**Consigne de travail**
Transcrivez à l'identique, dans le texte sur les baleines à bosse, tout ce qui va de « Qui n’a jamais » jusqu'à « de l’Hémisphère Sud. ».

**Bloc de texte**

Qui n’a jamais rêvé d’une rencontre avec une baleine, les yeux dans les yeux, et se laisser envahir par la magie d’un moment partagé avec une maman qui apprend à nager à son baleineau, avec une infinie douceur et avec un sentiment de paix que ne laisse personne indifférent ? C’est ce qu’a vécu Myriam Dupuis, fondatrice de l’association Tendua qui œuvre à la préservation de la biodiversité…

J’ai longuement rêvé de ce voyage au bout du monde : Rurutu, 22°26’ de latitude Sud, 151°21’ de longitude Ouest, une île presque perdue de l’Archipel des Australes en Polynésie Française. C’est l’interview de Yves Lefèvre, biologiste marin et spécialiste de la faune polynésienne, qui m’a donné envie de partir à la découverte des baleines à bosses, Megaptera novaeangliae, ces géantes mystérieuses et imposantes de l’Hémisphère Sud.

[Données de localisation ponctuelle par instance]
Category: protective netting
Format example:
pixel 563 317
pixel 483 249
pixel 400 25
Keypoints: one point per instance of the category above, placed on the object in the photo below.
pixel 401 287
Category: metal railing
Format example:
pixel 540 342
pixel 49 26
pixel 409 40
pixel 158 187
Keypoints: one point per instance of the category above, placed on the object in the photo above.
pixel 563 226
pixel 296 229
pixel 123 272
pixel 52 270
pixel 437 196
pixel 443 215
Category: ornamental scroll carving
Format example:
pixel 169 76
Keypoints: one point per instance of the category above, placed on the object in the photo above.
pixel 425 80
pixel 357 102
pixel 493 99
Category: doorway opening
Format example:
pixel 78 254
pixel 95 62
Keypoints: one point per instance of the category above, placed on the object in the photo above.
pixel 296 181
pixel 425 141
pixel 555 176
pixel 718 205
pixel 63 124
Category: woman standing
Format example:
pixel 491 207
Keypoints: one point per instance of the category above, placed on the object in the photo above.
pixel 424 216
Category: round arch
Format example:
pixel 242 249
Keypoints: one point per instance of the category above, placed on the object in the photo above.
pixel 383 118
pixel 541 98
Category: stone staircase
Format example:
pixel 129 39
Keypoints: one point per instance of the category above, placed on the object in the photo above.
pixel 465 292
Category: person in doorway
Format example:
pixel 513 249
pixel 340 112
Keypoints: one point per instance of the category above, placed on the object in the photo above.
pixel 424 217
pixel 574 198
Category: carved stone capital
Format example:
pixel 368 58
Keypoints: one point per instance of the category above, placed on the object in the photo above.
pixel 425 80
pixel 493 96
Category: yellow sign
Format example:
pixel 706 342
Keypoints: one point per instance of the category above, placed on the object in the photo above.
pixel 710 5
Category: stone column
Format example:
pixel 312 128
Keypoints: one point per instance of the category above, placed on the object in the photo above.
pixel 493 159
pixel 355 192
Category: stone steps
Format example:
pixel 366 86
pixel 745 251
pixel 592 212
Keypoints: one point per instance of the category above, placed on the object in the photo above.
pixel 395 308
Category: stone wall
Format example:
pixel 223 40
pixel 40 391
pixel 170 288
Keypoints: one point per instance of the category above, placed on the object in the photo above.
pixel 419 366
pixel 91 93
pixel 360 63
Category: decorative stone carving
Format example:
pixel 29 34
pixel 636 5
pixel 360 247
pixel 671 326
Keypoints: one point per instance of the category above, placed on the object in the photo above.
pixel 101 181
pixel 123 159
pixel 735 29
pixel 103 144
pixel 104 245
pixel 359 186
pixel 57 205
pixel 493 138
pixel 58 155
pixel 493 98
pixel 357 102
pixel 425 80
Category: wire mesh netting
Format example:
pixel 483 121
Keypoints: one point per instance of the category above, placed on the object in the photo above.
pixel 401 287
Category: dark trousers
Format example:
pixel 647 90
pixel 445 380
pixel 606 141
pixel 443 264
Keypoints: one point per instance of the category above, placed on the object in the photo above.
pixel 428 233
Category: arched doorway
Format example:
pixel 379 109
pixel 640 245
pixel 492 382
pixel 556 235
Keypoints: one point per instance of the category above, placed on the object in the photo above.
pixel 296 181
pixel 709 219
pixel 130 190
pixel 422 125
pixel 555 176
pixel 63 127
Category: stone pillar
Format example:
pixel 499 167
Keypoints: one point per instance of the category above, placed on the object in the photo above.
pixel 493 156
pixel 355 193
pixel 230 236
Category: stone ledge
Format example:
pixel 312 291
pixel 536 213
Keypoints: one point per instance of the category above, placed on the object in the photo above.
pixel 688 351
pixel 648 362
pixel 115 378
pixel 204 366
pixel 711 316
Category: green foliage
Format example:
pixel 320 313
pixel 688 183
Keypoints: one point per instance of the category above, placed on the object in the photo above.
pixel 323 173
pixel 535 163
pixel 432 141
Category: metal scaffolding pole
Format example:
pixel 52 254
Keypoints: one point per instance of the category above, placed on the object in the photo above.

**Zone de réponse**
Qui n’a jamais rêvé d’une rencontre avec une baleine, les yeux dans les yeux, et se laisser envahir par la magie d’un moment partagé avec une maman qui apprend à nager à son baleineau, avec une infinie douceur et avec un sentiment de paix que ne laisse personne indifférent ? C’est ce qu’a vécu Myriam Dupuis, fondatrice de l’association Tendua qui œuvre à la préservation de la biodiversité…

J’ai longuement rêvé de ce voyage au bout du monde : Rurutu, 22°26’ de latitude Sud, 151°21’ de longitude Ouest, une île presque perdue de l’Archipel des Australes en Polynésie Française. C’est l’interview de Yves Lefèvre, biologiste marin et spécialiste de la faune polynésienne, qui m’a donné envie de partir à la découverte des baleines à bosses, Megaptera novaeangliae, ces géantes mystérieuses et imposantes de l’Hémisphère Sud.